───── RECORDS FOR PROCESSING ─────

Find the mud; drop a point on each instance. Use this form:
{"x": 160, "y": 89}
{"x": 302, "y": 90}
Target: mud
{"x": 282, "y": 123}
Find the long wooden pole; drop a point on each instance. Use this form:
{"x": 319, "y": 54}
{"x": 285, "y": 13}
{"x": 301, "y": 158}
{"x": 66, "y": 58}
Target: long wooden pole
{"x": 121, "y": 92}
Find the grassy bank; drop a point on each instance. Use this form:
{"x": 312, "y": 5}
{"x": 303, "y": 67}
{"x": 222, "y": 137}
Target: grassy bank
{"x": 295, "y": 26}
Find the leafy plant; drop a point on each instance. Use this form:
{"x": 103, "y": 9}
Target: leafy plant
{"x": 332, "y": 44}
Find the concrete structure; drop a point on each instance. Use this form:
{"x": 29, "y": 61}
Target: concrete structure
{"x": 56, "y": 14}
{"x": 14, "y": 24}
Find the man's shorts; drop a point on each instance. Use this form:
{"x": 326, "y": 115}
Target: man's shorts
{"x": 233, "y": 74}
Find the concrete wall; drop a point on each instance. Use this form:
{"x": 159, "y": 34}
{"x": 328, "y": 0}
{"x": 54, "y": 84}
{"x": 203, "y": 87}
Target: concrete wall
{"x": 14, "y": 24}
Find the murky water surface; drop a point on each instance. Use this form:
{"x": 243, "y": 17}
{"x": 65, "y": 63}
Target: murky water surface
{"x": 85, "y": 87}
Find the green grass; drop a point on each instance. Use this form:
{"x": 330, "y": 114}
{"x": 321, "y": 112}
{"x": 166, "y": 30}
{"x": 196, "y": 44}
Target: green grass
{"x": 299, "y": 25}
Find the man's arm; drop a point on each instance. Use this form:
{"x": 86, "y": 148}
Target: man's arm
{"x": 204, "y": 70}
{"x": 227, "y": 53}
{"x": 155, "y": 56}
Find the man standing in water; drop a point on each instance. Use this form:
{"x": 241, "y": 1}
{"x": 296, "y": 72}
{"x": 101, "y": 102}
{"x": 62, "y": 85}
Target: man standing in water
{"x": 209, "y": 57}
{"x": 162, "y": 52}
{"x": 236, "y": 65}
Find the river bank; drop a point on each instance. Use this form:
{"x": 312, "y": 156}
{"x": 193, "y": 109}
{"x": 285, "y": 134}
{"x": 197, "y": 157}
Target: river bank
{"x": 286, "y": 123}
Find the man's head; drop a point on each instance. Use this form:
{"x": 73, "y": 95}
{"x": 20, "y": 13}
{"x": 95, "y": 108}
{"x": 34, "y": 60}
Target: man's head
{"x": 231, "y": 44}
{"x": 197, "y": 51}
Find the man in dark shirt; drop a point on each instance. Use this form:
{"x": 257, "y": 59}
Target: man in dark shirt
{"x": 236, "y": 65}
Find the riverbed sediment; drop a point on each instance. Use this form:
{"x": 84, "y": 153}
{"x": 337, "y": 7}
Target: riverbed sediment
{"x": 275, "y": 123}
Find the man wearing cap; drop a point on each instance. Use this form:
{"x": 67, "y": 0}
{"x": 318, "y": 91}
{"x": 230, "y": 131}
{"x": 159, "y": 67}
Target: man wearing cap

─────

Beginning at the line where "Find the leafy" appears, extract each line through the end of the data above; keep them exact and include nothing else.

▶ _ANSWER TO THIS TASK_
Find the leafy plant; drop a point on each instance. Use this form:
{"x": 103, "y": 9}
Target: leafy plant
{"x": 332, "y": 44}
Find the concrete structure; drop a point on each instance. Use this form:
{"x": 29, "y": 61}
Target: concrete structure
{"x": 56, "y": 14}
{"x": 14, "y": 24}
Find the man's shorts; drop a point on each instance. Use this form:
{"x": 326, "y": 115}
Target: man's shorts
{"x": 233, "y": 74}
Find the concrete wall; drop a point on each instance. Use this form:
{"x": 159, "y": 34}
{"x": 328, "y": 0}
{"x": 54, "y": 84}
{"x": 203, "y": 87}
Target: concrete wall
{"x": 14, "y": 24}
Find the murky water surface; drop a point on each instance. Use this form:
{"x": 243, "y": 17}
{"x": 65, "y": 63}
Target: murky water surface
{"x": 85, "y": 87}
Find the green grass; drop a point on each instance. Use this form:
{"x": 330, "y": 114}
{"x": 321, "y": 112}
{"x": 166, "y": 30}
{"x": 196, "y": 44}
Target: green grass
{"x": 299, "y": 25}
Find the man's arm; drop a point on each instance. Use this form:
{"x": 86, "y": 148}
Target: man's arm
{"x": 204, "y": 70}
{"x": 227, "y": 53}
{"x": 155, "y": 56}
Find the man standing in water; drop a point on each instance. Use this form:
{"x": 241, "y": 1}
{"x": 296, "y": 72}
{"x": 101, "y": 102}
{"x": 62, "y": 85}
Target: man standing in water
{"x": 209, "y": 57}
{"x": 162, "y": 52}
{"x": 236, "y": 65}
Find the river bank; drop a point on each instance. Use this form:
{"x": 312, "y": 156}
{"x": 193, "y": 109}
{"x": 285, "y": 134}
{"x": 197, "y": 157}
Target: river bank
{"x": 286, "y": 123}
Find the man's head; drop a point on each instance. Use this form:
{"x": 73, "y": 95}
{"x": 20, "y": 13}
{"x": 95, "y": 108}
{"x": 34, "y": 60}
Target: man's head
{"x": 231, "y": 44}
{"x": 197, "y": 51}
Find the man in dark shirt; drop a point on each instance. Use this form:
{"x": 257, "y": 59}
Target: man in dark shirt
{"x": 236, "y": 65}
Find the riverbed sediment; drop a point on each instance. Use this form:
{"x": 84, "y": 153}
{"x": 337, "y": 7}
Target: riverbed sediment
{"x": 275, "y": 123}
Find the man wearing cap; drop a point on each instance. Use this form:
{"x": 67, "y": 0}
{"x": 318, "y": 91}
{"x": 230, "y": 131}
{"x": 159, "y": 67}
Target: man wearing cap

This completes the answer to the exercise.